TASK DETAILS:
Emit only the lines from the line containing "the girl in" through the last line of the entries, unchanged.

[Items from a dataset]

# # # # #

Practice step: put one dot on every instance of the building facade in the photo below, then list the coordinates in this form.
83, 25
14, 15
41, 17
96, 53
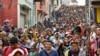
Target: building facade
18, 12
8, 11
25, 13
42, 10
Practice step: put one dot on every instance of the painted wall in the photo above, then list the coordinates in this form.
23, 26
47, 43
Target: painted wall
28, 4
8, 11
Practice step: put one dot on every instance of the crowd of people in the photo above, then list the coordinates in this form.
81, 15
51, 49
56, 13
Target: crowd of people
67, 36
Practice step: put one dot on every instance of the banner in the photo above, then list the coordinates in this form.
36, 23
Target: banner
98, 15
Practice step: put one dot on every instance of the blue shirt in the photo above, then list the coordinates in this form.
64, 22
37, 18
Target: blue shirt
52, 53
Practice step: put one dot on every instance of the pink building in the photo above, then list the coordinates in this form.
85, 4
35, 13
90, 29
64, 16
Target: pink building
8, 11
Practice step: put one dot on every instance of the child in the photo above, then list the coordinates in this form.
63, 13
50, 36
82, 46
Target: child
32, 52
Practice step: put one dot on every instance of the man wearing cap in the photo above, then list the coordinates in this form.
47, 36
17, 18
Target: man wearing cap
14, 45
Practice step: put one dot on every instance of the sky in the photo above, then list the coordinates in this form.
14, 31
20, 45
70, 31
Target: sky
81, 2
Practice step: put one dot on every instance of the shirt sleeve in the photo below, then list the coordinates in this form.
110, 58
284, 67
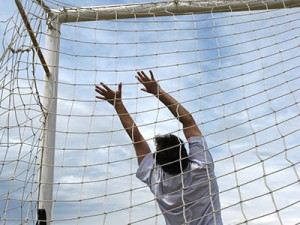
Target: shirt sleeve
199, 152
145, 169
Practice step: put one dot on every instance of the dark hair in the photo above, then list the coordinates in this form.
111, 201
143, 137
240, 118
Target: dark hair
170, 154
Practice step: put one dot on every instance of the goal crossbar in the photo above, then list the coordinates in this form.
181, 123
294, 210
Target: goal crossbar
165, 9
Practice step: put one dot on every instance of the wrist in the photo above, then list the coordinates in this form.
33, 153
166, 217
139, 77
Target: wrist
117, 103
159, 93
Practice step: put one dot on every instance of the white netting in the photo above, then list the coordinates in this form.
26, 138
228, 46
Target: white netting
237, 72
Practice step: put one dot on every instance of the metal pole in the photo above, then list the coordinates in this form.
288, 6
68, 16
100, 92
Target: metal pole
45, 198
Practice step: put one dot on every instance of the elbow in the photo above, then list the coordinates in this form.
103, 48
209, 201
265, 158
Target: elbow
188, 120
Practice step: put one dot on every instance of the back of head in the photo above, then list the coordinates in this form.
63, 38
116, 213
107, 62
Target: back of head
171, 154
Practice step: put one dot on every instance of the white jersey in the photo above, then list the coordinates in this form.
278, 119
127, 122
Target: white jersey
195, 201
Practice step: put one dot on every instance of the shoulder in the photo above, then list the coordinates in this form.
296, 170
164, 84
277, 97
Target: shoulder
198, 151
145, 168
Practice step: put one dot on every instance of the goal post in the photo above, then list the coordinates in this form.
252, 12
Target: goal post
233, 64
166, 9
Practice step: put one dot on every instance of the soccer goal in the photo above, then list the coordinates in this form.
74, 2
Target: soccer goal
64, 156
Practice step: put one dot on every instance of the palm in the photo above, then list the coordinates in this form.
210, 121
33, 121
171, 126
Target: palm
108, 94
150, 84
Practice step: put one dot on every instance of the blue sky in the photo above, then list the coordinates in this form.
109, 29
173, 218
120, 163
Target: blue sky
237, 73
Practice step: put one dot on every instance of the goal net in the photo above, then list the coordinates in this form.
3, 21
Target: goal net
233, 64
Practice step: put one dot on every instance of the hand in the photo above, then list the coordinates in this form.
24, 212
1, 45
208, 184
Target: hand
150, 84
108, 94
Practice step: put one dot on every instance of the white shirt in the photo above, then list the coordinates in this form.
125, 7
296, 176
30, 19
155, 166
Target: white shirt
195, 201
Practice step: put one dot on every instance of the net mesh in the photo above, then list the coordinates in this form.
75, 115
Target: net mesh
236, 72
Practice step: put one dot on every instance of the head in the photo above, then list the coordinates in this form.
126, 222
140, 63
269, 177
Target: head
170, 154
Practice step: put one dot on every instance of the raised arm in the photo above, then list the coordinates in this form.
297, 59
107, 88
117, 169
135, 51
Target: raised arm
151, 86
115, 98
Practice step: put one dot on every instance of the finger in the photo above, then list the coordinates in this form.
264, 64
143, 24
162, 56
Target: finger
101, 97
145, 76
105, 86
120, 87
138, 78
100, 90
152, 76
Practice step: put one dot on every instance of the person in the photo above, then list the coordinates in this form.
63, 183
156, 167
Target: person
184, 185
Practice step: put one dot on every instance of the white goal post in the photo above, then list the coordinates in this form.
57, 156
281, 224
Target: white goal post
232, 63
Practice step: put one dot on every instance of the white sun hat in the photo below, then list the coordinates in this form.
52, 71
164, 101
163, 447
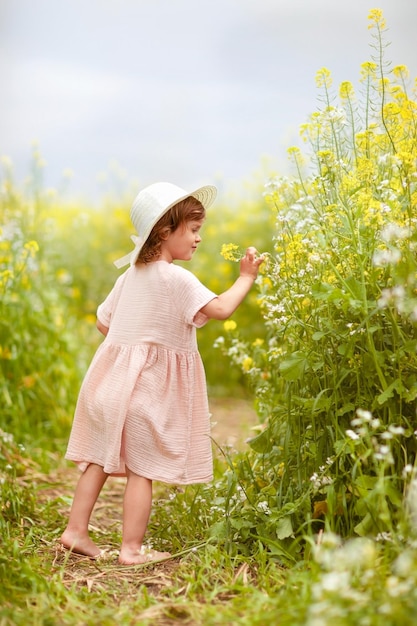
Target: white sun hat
151, 204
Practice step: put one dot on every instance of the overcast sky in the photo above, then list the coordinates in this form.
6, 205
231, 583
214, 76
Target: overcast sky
189, 91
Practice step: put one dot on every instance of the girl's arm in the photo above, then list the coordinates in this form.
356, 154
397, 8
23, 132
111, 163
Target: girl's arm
103, 329
226, 303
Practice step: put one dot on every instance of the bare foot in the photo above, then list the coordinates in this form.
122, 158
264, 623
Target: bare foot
144, 555
80, 545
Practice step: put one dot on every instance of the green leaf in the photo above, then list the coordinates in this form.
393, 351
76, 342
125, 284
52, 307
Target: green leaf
397, 386
261, 443
284, 528
293, 368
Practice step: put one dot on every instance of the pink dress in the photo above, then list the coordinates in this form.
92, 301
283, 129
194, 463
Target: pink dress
143, 402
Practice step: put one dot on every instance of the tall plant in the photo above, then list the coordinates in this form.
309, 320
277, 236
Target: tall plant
336, 380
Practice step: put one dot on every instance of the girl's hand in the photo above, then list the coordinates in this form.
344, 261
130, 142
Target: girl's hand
249, 264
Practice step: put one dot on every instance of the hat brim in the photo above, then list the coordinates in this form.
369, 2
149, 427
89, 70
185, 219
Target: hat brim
206, 195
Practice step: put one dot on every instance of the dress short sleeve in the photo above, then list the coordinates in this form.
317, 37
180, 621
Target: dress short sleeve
106, 308
190, 296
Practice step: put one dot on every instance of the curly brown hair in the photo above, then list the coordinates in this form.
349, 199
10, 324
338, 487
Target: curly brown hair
188, 210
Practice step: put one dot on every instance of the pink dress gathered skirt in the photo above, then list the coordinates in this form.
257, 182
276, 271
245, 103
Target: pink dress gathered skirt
143, 402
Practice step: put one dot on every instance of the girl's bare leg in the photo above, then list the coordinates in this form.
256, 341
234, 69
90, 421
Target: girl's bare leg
75, 537
136, 511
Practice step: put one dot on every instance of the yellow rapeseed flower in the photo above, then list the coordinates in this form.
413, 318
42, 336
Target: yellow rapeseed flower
323, 78
376, 16
247, 363
231, 252
32, 247
401, 71
346, 90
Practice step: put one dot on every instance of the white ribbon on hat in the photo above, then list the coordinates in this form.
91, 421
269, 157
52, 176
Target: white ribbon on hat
128, 258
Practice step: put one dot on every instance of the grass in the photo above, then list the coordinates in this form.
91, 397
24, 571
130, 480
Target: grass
44, 584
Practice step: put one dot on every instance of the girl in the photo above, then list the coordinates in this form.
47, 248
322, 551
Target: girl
142, 411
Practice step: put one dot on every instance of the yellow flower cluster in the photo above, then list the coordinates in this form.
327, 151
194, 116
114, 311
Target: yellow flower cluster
231, 252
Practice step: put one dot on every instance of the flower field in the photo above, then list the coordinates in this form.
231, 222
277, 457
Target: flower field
314, 521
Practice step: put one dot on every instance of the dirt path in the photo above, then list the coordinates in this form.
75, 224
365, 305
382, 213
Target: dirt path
232, 421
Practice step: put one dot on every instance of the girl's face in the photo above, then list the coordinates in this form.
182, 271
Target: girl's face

# # # # #

TASK OUTPUT:
Practice step: put one dot on every instance of the girl in the photo above, then list the coordinates in this form.
47, 248
322, 551
Target: girl
142, 411
Practice step: put one dot on every instance of the yellow flower cluster in the photo above, then list the coordinates in this form.
327, 151
194, 116
114, 311
Target: yellow flower cluster
231, 252
Practice step: put one dot on every instance of the flower field in the photo above, then list the coordinates in this form.
231, 222
277, 457
Target: flower field
314, 521
Practice step: put one dot on every instance of the dirt path in the photo above, then list the coordinates in this form.
75, 224
365, 305
382, 213
Target: dirt path
232, 421
Practice step: put one dot on every instance of the girl's face in the photo above, then list the coordinates in this form.
182, 271
Target: girl's face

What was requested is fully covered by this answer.